» DOCUMENT PASSAGE
The nvmath.device module is experimental and potentially subject to future changes.

Matmul#

class nvmath.device.Matmul(
size,
precision,
data_type,
*,
sm=None,
block_size=None,
block_dim=None,
leading_dimension=None,
transpose_mode=None,
arrangement=None,
alignment=None,
function='MM',
static_block_dim=False,
execution='Block',
with_pipeline: bool = False,
enable_input_streaming: bool = False,
)[source]#

A class that encapsulates a partial Matmul device function. A partial device function can be queried for available or optimal values for some knobs (such as leading_dimension or block_dim).

Changed in version 0.7.0: Matmul has replaced BlasOptions and BlasOptionsComplete.

Parameters:
  • size – A sequence of integers denoting the three dimensions (m, n, k) for the matrix multiplication problem.

  • precision – The computation precision, either a single numpy dtype or a 3-sequence of numpy dtypes (a, b, c) for the A, B, and C matrices. Supported dtypes are numpy.float16, numpy.float32, numpy.float64 and the signed and unsigned integer dtypes of 8, 16, 32 or 64 bits.

  • data_type – The data type of the input matrices, can be either 'real' or 'complex'.

  • sm (ComputeCapability) – Target mathdx compute-capability.

  • block_size (int) – The total block size, optional. If not provided or set to 'suggested', will be set to a suggested value for 1D block dim.

  • block_dim (Dim3) – The block dimension for launching the CUDA kernel, optional. If not provided or set to 'suggested', will be set to a suggested value. Cannot be used when block_size is explicitly specified.

  • leading_dimension (LeadingDimension) – The leading dimensions for the input matrices, optional. If not provided, will be set to match the matrix row/column dimension. Alternatively, if provided as 'suggested', will be set to a suggested value for optimal performance.

» INFORMATION PROVIDED
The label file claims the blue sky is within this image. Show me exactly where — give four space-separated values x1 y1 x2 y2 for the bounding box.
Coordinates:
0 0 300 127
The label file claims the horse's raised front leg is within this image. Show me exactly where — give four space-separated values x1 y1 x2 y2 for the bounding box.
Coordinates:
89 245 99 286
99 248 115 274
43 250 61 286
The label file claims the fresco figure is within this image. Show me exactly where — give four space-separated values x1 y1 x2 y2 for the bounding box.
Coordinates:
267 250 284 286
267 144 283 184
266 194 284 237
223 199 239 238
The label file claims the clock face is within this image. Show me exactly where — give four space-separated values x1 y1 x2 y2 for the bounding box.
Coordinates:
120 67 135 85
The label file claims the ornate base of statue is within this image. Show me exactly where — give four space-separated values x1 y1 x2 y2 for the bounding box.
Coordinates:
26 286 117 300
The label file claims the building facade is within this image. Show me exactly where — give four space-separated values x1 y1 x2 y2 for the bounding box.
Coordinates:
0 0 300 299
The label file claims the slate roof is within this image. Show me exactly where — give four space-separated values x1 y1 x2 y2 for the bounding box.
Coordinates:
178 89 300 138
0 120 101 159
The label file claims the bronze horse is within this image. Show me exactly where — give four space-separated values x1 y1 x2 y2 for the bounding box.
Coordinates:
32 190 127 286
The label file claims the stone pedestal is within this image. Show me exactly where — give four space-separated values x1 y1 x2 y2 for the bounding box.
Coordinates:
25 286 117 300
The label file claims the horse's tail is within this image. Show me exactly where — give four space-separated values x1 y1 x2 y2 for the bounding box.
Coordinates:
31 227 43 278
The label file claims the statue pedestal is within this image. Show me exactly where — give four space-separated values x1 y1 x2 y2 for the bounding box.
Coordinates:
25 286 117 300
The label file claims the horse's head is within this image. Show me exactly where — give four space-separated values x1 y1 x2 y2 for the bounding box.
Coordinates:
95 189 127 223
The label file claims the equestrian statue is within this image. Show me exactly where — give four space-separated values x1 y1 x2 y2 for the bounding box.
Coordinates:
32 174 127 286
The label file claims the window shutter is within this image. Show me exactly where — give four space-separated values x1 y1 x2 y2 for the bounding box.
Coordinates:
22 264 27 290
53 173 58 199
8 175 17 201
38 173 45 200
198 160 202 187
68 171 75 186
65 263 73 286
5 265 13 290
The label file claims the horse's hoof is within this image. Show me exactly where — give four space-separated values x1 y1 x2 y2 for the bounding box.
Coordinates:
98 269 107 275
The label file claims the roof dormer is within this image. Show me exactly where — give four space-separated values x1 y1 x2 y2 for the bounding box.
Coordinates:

» PROBLEMS
[1] In the Matmul documentation, which two values can the data_type parameter take?
[2] Summarize the Matmul documentation in two sentences.
[3] Write the next part of the Matmul documentation, picking up after its last sentence.

» ANSWERS FOR THE TASKS
[1] It can be either 'real' or 'complex'.

[2] The nvmath.device.Matmul class, part of an experimental module, encapsulates a partial Matmul device function that can be queried for available or optimal values of knobs such as leading_dimension or block_dim. Its parameters include the (m, n, k) problem size, the computation precision, the real or complex data type, and optional settings for the target compute capability, block size, block dimension and leading dimensions.

[3]
  • transpose_mode (TransposeMode) – The transpose mode for all input matrices ; transpose_mode or arrangement must be provided.

  • arrangement (Arrangement) – The arrangement for all input matrices ; transpose_mode or arrangement must be provided.

  • alignment (Alignment) – The alignment for the input matrices in shared memory. Defines the alignments (in bytes) of the input matrices A, B, and C (either arrays or wrapped in opaque tensors) that are passed to the execute(…) method. The default alignment is equal to the element size of the matrix. When a suggested layout is used, the alignment is greater than or equal to the element size.

  • function (str) – A string specifying the name of the function. Currently supports 'MM' (default) for matrix multiplication.

  • static_block_dim (bool) – If set to True, cuBLASDx assumes the kernel is launched with a block dimension exactly equal to block_dim, which enables additional optimizations. The default is False.

  • execution (str) – A string specifying the execution method, can be 'Block' or 'Thread'.

  • with_pipeline (bool) – If set to True, the device function is generated for pipelined execution and must be used only through nvmath.device.DevicePipeline or nvmath.device.TilePipeline (see nvmath.device.Matmul.suggest_device_pipeline()). Executing such a matmul with the regular execute(...) interface is incorrect. The default is False.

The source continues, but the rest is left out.